A partir desses princípios, a OCDE, com a cooperação do Banco Mundial, passou a realizar fóruns regionais objetivando a adaptação de seus princípios à realidade econômica e social de cada região. Foram realizados encontros na Ásia, Eurásia, América Latina, Rússia e Sudeste Europeu, em que se debatiam suas características e seus principais problemas, identificando as áreas prioritárias para reforma e formulando os Princípios de Governança Corporativa específicos para cada região, considerando suas peculiaridades e características, e tendo como base as diretrizes da OCDE. No caso específico da América Latina, os encontros foram realizados no Brasil, Argentina, México e Chile, no período de 2000 a 2003. Ao final, foi desenvolvido um documento intitulado de White Paper on Corporate Governance in Latin America, objetivando sumarizar objetivos políticos em comum e reformas prioritárias para a região, com o propósito de melhorar a governança corporativa e, consequentemente, aumentar os investimentos, a eficiência dos mercados de capitais, as performances das empresas e o bem-estar social. Após a discussão desses itens, o relatório expõe suas recomendações de práticas de governança corporativa para serem aplicadas na América Latina. Ao todo são sete princípios recomendados (OCDE, 2003): (1) Direitos dos acionistas; (2) Tratamento equitativo dos acionistas; (3) Relacionamento com Stakeholders; (4) Evidenciação e transparência; (5) Responsabilidades dos Conselhos de Administração; (6) Melhoria no cumprimento de leis e sua exequibilidade e (7) Cooperação regional.

Esses sete princípios são subdivididos em categorias, descrevendo sua base conceitual e exemplificando sua aplicabilidade. Diante disso, pergunta-se: as empresas latino-americanas têm trabalhado em conformidade com as recomendações internacionais de governança corporativa propostas pela OCDE?

Essa é a pergunta a que este trabalho pretende responder, porém com foco apenas no quinto princípio da OCDE (Responsabilidades dos Conselhos de Administração) que trata especificadamente da integridade dos conselhos e autonomia dos conselheiros.

• **Material**:
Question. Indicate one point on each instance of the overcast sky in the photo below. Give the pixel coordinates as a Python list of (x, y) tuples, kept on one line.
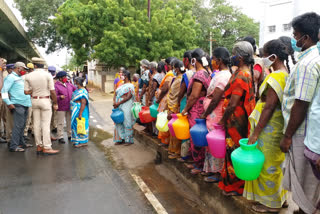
[(251, 8)]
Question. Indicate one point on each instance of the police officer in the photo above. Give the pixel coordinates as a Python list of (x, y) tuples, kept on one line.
[(40, 85)]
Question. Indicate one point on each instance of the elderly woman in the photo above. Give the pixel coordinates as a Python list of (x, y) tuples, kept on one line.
[(173, 106), (267, 128), (125, 96), (196, 93), (162, 96), (79, 109), (64, 91), (238, 105), (213, 104)]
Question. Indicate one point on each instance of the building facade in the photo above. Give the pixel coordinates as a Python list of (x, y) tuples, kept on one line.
[(278, 14)]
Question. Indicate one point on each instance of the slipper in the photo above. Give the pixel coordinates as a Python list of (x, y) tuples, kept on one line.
[(191, 166), (173, 156), (195, 171), (206, 173), (211, 179), (232, 193), (263, 209)]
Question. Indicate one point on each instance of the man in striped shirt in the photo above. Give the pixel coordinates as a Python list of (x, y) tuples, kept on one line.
[(301, 88)]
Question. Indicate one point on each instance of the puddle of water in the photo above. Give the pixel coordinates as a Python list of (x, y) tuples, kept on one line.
[(97, 136), (173, 200)]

• **Suas tarefas**:
- 1) Transcreva o trecho sobre governança corporativa desde a passagem que começa com as palavras que contêm "Essa é a pergunta" até a que termina com "autonomia dos conselheiros.".
- 2) De acordo com o trecho sobre governança corporativa, em que período ocorreram os encontros realizados na América Latina?

• **Respostas por tarefa**:
- 1)
Essa é a pergunta a que este trabalho pretende responder, porém com foco apenas no quinto princípio da OCDE (Responsabilidades dos Conselhos de Administração) que trata especificadamente da integridade dos conselhos e autonomia dos conselheiros.

- 2) Os encontros ocorreram no período de 2000 a 2003.